START PASSAGE SHOWN
Citation : 2021 Latest Caselaw 11879 Ori
Judgement Date : 18 November, 2021

Orissa High Court
Suresh Barik @ Bibhar vs Surekha Kumbhar & Others on 18 November, 2021
                        IN THE HIGH COURT OF ORISSA AT CUTTACK

                                     CRLMC NO.1801 OF 2020

                 (From an order dated 21st October, 2020 passed by the learned Asst.
                 Collector-cum-Executive Magistrate, Sambalpur in Crl. Misc. Case
                 No.480/481 of 2017 and the judgment dated 17th December, 2020 passed
                 by learned Sessions Judge, Sambalpur in Criminal Revision No.06/2020)

                        Suresh Barik @ Bibhar
                        and another                               ...        Petitioners


                                                 -versus-

                       Surekha Kumbhar & others                  ...       Opposite Parties


                        Advocates appeared in the case through hybrid mode:


                       For Petitioners                   : Mr. Tusar Kumar Mishra,

                                                   -versus-

                       For Opposite Parties             : Mr.B.Sahoo, Advocate


                   ---------------------------------------------------------------------------
                       CORAM:

                                    JUSTICE SASHIKANTA MISHRA

                                              JUDGMENT

18.11.2021.

Sashikanta Mishra,J. In the present application filed under Section 482 of Cr.P.C., the Petitioners seek to challenge the judgment dated 17th

December, 2020 passed by learned Sessions Judge, Sambalpur in Crl. Revision No.6/2020 whereby the order passed by learned Executive Magistrate on 21st October, 2020 in a proceeding under Section 145 of Cr.P.C. was confirmed.

2. The brief facts, relevant only for deciding the present case are that the Petitioners are the First Party members and the Opposite Parties are the Second Party members in a proceeding under Section 145 of Cr.P.C. pending before the learned Asst. Collector and Executive Magistrate, Sambalpur in CMC No.480/481 of 2017. Initially, on prosecution report being submitted by the I.I.C. of Hirakud Police Station on 27th October, 2017, a proceeding under Section 144 of Cr.P.C. was initiated, which was subsequently converted into the proceeding under Section 145 of Cr.P.C.

3. The dispute between the parties relates to possession over a plot of land situated at Substationpada, Hirakud. Both parties claim to be in possession over the said land. In the enquiry under Section 145 of Cr.P.C., after closure of evidence from the side of First Party Members, the Second Party members filed a petition on 21st April, 2018 with prayer to examine one Bishnu Barik as a witness. Incidentally, the said Bishnu Barik is the conducting counsel for the First Party members in the very same proceeding. Such petition was filed by contending that Bishnu Barik had scribed some agreements and affidavits on behalf of the Second Party members relating to the case land, but by disputing his identity as an Advocate and, hence, it is necessary to call him as a witness to adduce evidence with regard to the said documents. Learned

Executive Magistrate vide order dated 21st October, 2020 allowed the prayer.
END PASSAGE SHOWN
LIST OF TASKS
• 1. According to the judgment, on what date did the Second Party members file the petition asking to examine Bishnu Barik as a witness?
• 2. Rewrite the rows from the first row down through the line containing "point(202, 197)", replacing "grey school skirt" with "gray school skirt" and leaving everything else unchanged. Omit the pictures from your answer.
START ENTRIES
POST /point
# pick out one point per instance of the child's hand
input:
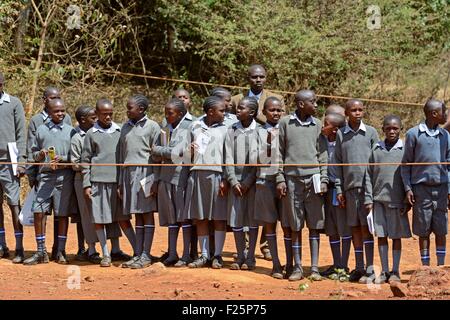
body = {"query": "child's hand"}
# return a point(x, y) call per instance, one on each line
point(341, 199)
point(237, 189)
point(154, 189)
point(223, 188)
point(410, 197)
point(281, 190)
point(88, 193)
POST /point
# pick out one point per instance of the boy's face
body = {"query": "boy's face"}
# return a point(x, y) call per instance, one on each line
point(243, 112)
point(56, 112)
point(257, 79)
point(134, 112)
point(184, 96)
point(273, 112)
point(329, 129)
point(89, 119)
point(355, 112)
point(308, 106)
point(217, 113)
point(104, 114)
point(172, 114)
point(392, 130)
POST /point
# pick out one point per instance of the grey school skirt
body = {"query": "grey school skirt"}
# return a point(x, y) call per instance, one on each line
point(134, 199)
point(106, 206)
point(241, 210)
point(171, 200)
point(202, 197)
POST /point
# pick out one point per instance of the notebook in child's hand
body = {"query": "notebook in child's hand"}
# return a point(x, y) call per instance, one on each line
point(202, 142)
point(146, 184)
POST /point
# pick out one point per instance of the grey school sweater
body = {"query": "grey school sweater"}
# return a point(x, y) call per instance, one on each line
point(302, 143)
point(100, 146)
point(136, 142)
point(353, 147)
point(384, 183)
point(12, 127)
point(175, 150)
point(241, 146)
point(53, 135)
point(424, 145)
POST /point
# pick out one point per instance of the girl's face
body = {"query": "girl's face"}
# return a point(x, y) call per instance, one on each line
point(243, 112)
point(216, 114)
point(273, 112)
point(104, 114)
point(89, 120)
point(172, 114)
point(392, 130)
point(134, 112)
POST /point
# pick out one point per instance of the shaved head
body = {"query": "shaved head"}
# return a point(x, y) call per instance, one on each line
point(304, 95)
point(335, 108)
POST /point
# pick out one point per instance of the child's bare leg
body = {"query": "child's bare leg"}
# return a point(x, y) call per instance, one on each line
point(368, 246)
point(440, 249)
point(424, 246)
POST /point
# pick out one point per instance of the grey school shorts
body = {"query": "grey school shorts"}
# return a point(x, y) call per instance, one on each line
point(9, 185)
point(55, 191)
point(335, 218)
point(354, 207)
point(430, 210)
point(390, 221)
point(302, 204)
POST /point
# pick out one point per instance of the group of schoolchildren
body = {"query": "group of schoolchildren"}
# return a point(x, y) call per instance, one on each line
point(226, 171)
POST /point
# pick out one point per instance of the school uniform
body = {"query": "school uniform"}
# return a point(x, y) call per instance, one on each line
point(335, 218)
point(202, 192)
point(354, 147)
point(241, 147)
point(267, 204)
point(429, 183)
point(35, 122)
point(55, 188)
point(172, 180)
point(76, 147)
point(261, 97)
point(100, 146)
point(302, 142)
point(384, 188)
point(12, 129)
point(136, 142)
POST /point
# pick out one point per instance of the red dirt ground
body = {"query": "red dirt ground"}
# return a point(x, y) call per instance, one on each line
point(50, 281)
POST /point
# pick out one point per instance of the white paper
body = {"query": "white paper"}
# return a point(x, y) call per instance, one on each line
point(146, 185)
point(202, 141)
point(316, 183)
point(26, 216)
point(370, 223)
point(13, 155)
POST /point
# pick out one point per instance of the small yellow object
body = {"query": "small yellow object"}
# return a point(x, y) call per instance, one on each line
point(51, 153)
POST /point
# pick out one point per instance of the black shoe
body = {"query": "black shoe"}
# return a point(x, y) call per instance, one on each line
point(82, 255)
point(4, 251)
point(19, 256)
point(120, 256)
point(217, 262)
point(94, 258)
point(38, 257)
point(61, 258)
point(356, 274)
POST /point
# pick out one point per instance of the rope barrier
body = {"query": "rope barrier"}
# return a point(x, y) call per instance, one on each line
point(114, 73)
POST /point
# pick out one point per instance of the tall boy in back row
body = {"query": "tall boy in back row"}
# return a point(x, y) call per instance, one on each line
point(426, 186)
point(354, 144)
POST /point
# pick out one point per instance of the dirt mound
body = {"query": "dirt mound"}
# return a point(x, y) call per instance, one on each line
point(430, 282)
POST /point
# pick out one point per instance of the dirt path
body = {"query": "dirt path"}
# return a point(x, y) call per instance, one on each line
point(52, 281)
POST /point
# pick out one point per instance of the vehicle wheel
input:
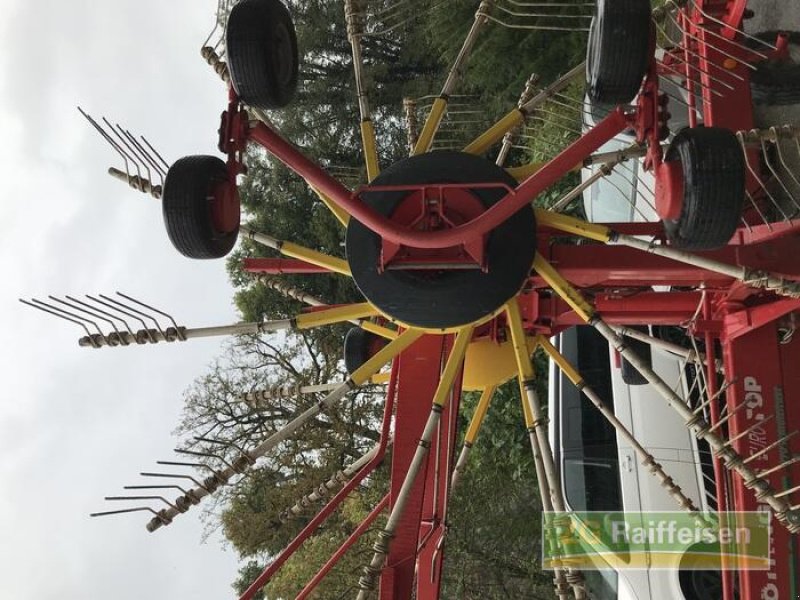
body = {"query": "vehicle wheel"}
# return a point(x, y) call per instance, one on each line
point(618, 52)
point(630, 375)
point(262, 53)
point(776, 82)
point(441, 299)
point(359, 346)
point(712, 165)
point(187, 204)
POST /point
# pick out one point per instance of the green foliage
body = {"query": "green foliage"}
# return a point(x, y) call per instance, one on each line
point(492, 543)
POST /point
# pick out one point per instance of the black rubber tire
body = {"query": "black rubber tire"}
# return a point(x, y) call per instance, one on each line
point(359, 346)
point(262, 53)
point(186, 205)
point(776, 83)
point(630, 375)
point(443, 299)
point(618, 52)
point(713, 188)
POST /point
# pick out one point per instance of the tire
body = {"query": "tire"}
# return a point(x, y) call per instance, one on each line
point(262, 53)
point(359, 346)
point(713, 170)
point(448, 298)
point(630, 375)
point(187, 203)
point(618, 52)
point(776, 83)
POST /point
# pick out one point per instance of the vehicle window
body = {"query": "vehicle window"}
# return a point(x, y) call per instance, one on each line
point(590, 461)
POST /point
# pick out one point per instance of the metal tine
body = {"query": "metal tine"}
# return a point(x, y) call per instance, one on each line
point(753, 172)
point(737, 29)
point(774, 131)
point(132, 159)
point(128, 498)
point(227, 444)
point(155, 310)
point(156, 487)
point(203, 454)
point(671, 15)
point(55, 308)
point(718, 393)
point(157, 154)
point(120, 133)
point(173, 463)
point(695, 67)
point(783, 465)
point(53, 312)
point(158, 515)
point(107, 305)
point(749, 430)
point(150, 160)
point(766, 449)
point(144, 325)
point(177, 476)
point(711, 90)
point(758, 210)
point(720, 50)
point(110, 140)
point(95, 312)
point(775, 173)
point(722, 420)
point(788, 492)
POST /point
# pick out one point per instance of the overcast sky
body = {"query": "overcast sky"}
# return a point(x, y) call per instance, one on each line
point(78, 424)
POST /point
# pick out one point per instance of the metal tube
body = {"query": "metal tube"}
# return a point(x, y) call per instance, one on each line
point(502, 210)
point(348, 543)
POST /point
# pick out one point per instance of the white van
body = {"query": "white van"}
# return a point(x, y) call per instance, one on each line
point(600, 472)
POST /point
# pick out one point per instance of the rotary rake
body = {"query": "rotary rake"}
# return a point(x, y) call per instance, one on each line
point(463, 278)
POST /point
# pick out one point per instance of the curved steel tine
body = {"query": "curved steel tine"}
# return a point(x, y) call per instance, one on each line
point(204, 454)
point(54, 313)
point(173, 463)
point(144, 325)
point(178, 476)
point(107, 305)
point(157, 154)
point(55, 308)
point(121, 150)
point(128, 498)
point(741, 31)
point(775, 173)
point(120, 133)
point(156, 487)
point(127, 510)
point(155, 310)
point(109, 139)
point(100, 315)
point(243, 453)
point(143, 153)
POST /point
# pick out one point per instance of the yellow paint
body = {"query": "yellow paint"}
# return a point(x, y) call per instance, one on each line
point(453, 366)
point(379, 330)
point(370, 149)
point(563, 288)
point(490, 364)
point(566, 367)
point(337, 265)
point(338, 314)
point(519, 341)
point(560, 222)
point(432, 123)
point(495, 133)
point(363, 373)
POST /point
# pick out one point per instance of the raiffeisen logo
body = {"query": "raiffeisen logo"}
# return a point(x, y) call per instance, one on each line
point(599, 540)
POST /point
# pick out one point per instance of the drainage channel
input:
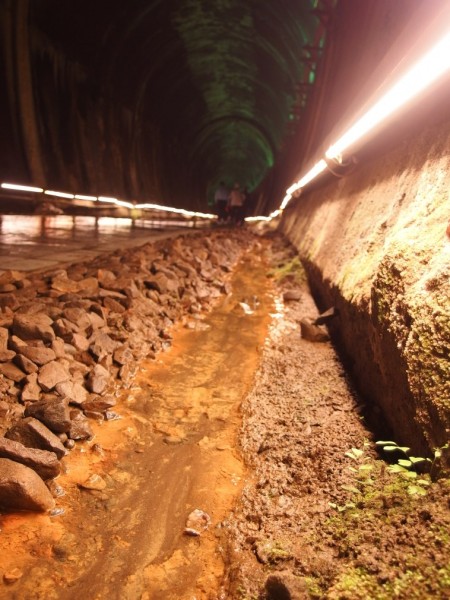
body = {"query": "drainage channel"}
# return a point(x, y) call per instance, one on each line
point(129, 491)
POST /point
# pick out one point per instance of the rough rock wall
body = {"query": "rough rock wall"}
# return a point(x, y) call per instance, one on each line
point(375, 245)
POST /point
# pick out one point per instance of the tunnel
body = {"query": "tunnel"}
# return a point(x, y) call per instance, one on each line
point(126, 107)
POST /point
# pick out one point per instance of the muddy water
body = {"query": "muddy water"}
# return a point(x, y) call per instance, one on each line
point(173, 450)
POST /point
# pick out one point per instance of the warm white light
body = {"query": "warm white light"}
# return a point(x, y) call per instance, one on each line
point(252, 219)
point(83, 197)
point(106, 199)
point(434, 64)
point(58, 194)
point(115, 201)
point(312, 173)
point(180, 211)
point(286, 201)
point(23, 188)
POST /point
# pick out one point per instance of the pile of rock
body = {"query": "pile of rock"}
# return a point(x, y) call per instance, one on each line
point(68, 337)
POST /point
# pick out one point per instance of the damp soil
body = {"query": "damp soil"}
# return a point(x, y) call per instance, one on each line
point(261, 429)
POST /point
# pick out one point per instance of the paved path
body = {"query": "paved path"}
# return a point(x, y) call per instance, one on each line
point(29, 243)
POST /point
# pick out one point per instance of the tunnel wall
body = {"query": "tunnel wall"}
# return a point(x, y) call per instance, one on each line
point(376, 246)
point(65, 128)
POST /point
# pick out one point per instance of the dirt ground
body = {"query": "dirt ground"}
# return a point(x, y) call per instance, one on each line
point(322, 515)
point(303, 502)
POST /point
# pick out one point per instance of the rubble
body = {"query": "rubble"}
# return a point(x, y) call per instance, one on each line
point(70, 337)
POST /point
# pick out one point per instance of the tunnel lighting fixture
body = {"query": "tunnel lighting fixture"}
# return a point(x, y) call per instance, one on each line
point(83, 197)
point(115, 201)
point(179, 211)
point(58, 194)
point(22, 188)
point(434, 64)
point(426, 71)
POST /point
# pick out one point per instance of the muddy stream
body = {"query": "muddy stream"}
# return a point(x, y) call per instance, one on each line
point(128, 492)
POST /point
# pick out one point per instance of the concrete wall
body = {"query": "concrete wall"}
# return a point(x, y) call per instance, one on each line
point(375, 244)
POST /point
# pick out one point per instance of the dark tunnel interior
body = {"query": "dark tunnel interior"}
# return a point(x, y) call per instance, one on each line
point(157, 100)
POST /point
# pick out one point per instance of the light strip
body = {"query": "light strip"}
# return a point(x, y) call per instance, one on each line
point(23, 188)
point(58, 194)
point(434, 64)
point(181, 211)
point(83, 197)
point(115, 201)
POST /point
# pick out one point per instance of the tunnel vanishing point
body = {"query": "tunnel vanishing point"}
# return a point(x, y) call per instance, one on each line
point(159, 100)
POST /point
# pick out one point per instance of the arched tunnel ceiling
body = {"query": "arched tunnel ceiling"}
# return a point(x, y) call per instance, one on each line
point(219, 77)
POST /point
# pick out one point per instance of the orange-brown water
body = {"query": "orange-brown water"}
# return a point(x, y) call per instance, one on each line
point(173, 450)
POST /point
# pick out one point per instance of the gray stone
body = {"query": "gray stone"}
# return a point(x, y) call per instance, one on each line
point(39, 355)
point(79, 317)
point(98, 379)
point(31, 391)
point(51, 374)
point(31, 327)
point(4, 334)
point(80, 342)
point(32, 433)
point(79, 427)
point(12, 372)
point(25, 364)
point(73, 391)
point(6, 355)
point(45, 463)
point(102, 344)
point(64, 329)
point(53, 413)
point(58, 347)
point(22, 489)
point(114, 305)
point(123, 355)
point(4, 409)
point(99, 404)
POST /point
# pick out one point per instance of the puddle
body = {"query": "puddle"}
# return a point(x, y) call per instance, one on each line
point(173, 450)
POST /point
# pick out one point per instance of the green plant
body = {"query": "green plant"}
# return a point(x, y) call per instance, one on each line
point(407, 466)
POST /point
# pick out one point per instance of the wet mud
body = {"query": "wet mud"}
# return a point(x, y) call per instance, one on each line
point(129, 491)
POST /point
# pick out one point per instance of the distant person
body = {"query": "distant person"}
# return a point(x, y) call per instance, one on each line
point(221, 201)
point(236, 204)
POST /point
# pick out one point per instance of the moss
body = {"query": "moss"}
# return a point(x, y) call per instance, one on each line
point(292, 269)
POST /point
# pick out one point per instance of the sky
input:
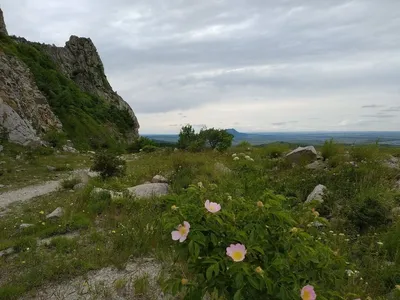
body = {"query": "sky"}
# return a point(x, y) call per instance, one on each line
point(255, 65)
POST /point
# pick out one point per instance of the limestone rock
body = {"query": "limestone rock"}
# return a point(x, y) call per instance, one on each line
point(302, 154)
point(149, 190)
point(159, 179)
point(317, 194)
point(80, 61)
point(3, 28)
point(69, 149)
point(222, 168)
point(316, 165)
point(51, 168)
point(113, 194)
point(79, 186)
point(57, 213)
point(25, 225)
point(24, 111)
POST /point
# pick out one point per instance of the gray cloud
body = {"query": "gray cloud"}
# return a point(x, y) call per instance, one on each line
point(372, 106)
point(307, 58)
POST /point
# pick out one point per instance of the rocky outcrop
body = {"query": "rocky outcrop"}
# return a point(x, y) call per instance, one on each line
point(24, 111)
point(317, 194)
point(3, 28)
point(80, 61)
END ENTRIES
RESPONSES TO THE TASKS
• 1. 21st April, 2018

• 2.
POST /point
# pick out one point per instance of the child's hand
input:
body = {"query": "child's hand"}
# return a point(x, y) call per instance, one on each line
point(341, 199)
point(237, 189)
point(154, 189)
point(223, 188)
point(410, 197)
point(281, 190)
point(88, 193)
POST /point
# pick out one point per instance of the boy's face
body = {"query": "boy's face"}
# return a point(x, y) call per instance, one on each line
point(243, 112)
point(56, 112)
point(257, 79)
point(134, 112)
point(184, 96)
point(273, 112)
point(329, 129)
point(89, 119)
point(355, 112)
point(308, 106)
point(217, 113)
point(104, 114)
point(172, 114)
point(392, 130)
POST /point
# pick out one point per instance of the gray school skirt
body = {"query": "gray school skirt"}
# return a point(x, y) call per instance, one on each line
point(134, 199)
point(106, 206)
point(241, 210)
point(171, 200)
point(202, 197)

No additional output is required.